TEXT =
What I hold close now is the value of having the right people around you, friends with integrity, a partner with vision, a team that shares purpose. Because no matter how gifted or driven you are, you will never go further than the people you surround yourself with.

Healing taught me that I don’t have to become cold to protect myself.
I just have to become clearer, about who I am, what I need, and what I no longer tolerate.

Okay, we’ve made it essentially to the end. One last question before you go. What is the story you hope people tell about you when you’re gone?
The story I hope people tell when I am gone is ‘She was the real thing, powerful, kind, and impossible to forget.’

I want my legacy to say “I was a force, someone who refused to be defined by her circumstances and who broke every limit placed on her.” That I was a woman who built bridges where others saw walls, who created opportunities not just for herself, but for those who had been overlooked and underestimated.

TO DO =
A: In the interview excerpt, what does the speaker say healing taught?
B: List every kind of person the interview excerpt names as the right people to have around you.
The rows have no part in this.

Detection annotation records:
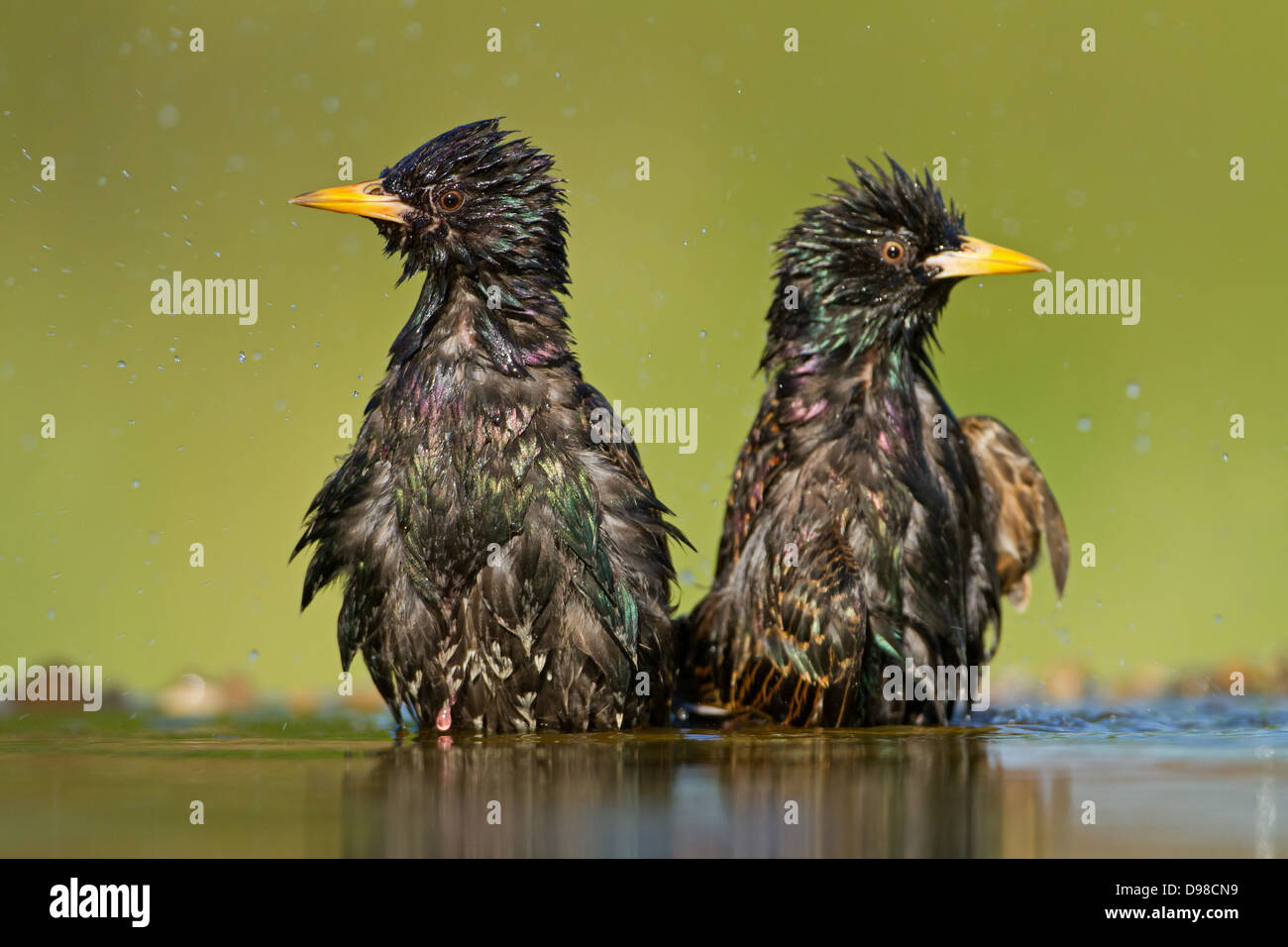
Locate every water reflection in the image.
[342,730,1074,857]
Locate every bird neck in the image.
[389,269,576,378]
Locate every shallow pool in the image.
[0,697,1288,857]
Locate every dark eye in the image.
[881,240,909,263]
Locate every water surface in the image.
[0,697,1288,857]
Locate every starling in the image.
[679,161,1068,727]
[291,120,684,732]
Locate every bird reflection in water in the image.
[342,728,1077,858]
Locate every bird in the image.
[677,156,1068,727]
[291,119,687,733]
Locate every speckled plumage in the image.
[295,120,683,732]
[680,162,1068,727]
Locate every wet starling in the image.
[680,161,1068,727]
[292,120,683,732]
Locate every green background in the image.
[0,1,1288,690]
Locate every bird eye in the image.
[881,240,909,263]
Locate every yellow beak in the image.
[922,237,1051,279]
[290,177,416,224]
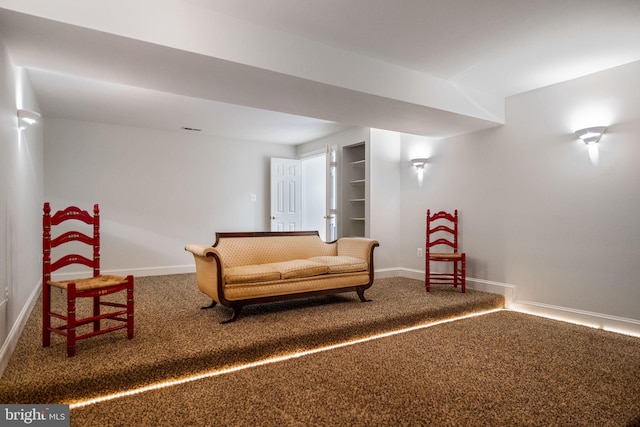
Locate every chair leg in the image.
[67,283,76,357]
[127,275,134,339]
[42,283,51,347]
[453,261,460,289]
[93,296,100,332]
[460,253,467,293]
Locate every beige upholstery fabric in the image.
[309,255,369,274]
[271,259,328,279]
[224,259,328,283]
[185,235,378,303]
[224,264,280,283]
[215,236,337,267]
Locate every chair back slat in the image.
[42,202,100,283]
[51,206,93,225]
[51,231,93,248]
[425,209,458,257]
[51,254,93,272]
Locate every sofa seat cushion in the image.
[309,255,368,273]
[224,259,328,284]
[269,259,328,279]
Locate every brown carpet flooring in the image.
[0,275,640,426]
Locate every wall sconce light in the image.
[18,110,41,130]
[411,159,428,171]
[575,126,607,145]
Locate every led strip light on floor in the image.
[69,308,504,409]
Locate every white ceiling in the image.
[0,0,640,144]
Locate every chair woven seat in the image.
[48,275,132,292]
[429,252,462,260]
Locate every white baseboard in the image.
[0,280,42,376]
[375,268,640,337]
[508,300,640,338]
[53,264,196,280]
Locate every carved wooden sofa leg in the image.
[220,305,242,325]
[356,289,371,302]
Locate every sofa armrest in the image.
[336,237,380,269]
[184,243,223,303]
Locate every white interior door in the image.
[270,157,302,231]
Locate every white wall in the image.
[300,154,327,241]
[45,119,295,275]
[367,129,404,270]
[402,58,640,324]
[0,39,43,372]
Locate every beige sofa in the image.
[185,231,378,323]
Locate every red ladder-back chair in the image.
[42,203,133,357]
[424,209,467,292]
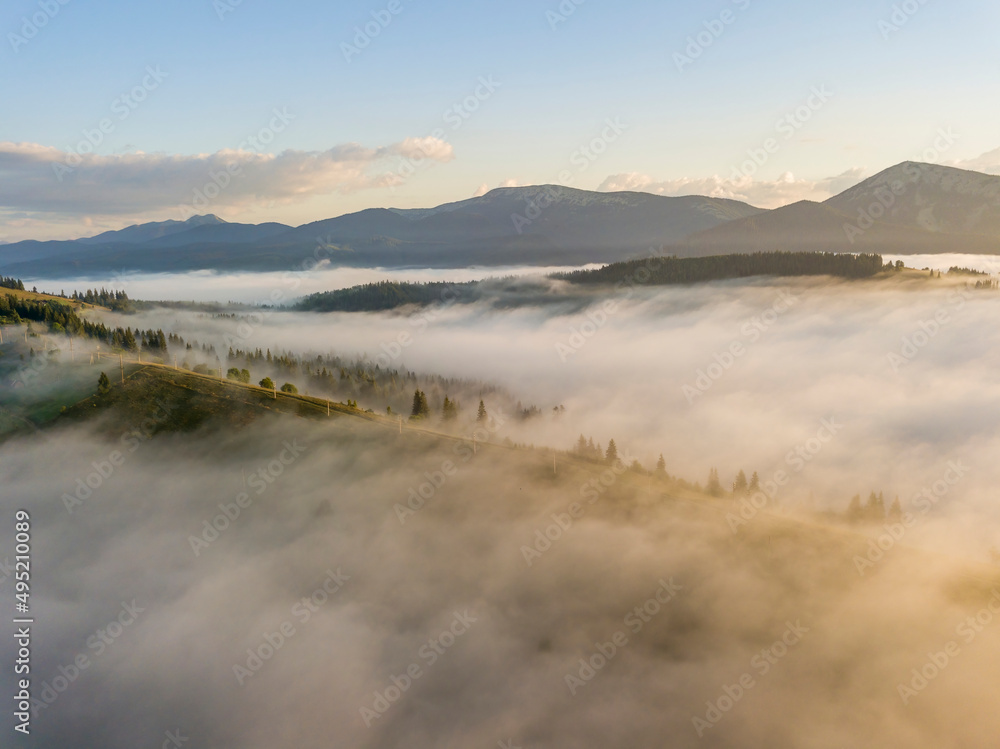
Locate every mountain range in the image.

FULL ANSWERS =
A: That becoming cold isn't needed for self-protection; what's needed is becoming clearer about who you are, what you need, and what you no longer tolerate.

B: Friends with integrity, a partner with vision, a team that shares purpose